### Action item
The word to look for is "dark". Report every line of the entries below that has it.

### Data shown
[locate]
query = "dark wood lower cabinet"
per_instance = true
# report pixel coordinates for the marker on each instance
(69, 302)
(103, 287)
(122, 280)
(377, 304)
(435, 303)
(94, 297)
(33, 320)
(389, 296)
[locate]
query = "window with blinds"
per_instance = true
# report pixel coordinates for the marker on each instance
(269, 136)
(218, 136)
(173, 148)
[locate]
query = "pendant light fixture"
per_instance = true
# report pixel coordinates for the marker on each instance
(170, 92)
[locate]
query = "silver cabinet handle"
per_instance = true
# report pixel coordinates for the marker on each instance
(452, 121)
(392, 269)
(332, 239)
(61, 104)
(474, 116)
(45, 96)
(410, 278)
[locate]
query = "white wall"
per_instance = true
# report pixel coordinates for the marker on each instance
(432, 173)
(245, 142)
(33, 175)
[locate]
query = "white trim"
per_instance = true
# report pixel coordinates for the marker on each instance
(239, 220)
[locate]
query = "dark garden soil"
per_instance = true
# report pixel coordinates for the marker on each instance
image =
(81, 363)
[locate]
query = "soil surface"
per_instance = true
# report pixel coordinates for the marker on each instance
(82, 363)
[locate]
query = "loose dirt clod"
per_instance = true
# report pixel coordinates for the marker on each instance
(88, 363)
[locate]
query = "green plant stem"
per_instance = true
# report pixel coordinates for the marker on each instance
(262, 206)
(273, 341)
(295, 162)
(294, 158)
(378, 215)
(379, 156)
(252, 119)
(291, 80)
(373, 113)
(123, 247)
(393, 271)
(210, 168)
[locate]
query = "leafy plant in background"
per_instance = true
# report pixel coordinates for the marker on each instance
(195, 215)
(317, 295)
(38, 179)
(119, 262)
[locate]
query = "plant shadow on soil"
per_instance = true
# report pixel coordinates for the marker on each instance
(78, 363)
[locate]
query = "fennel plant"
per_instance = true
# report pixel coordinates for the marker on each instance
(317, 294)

### Result of the task
query = "dark wood lower cabinet"
query = "dark garden soil"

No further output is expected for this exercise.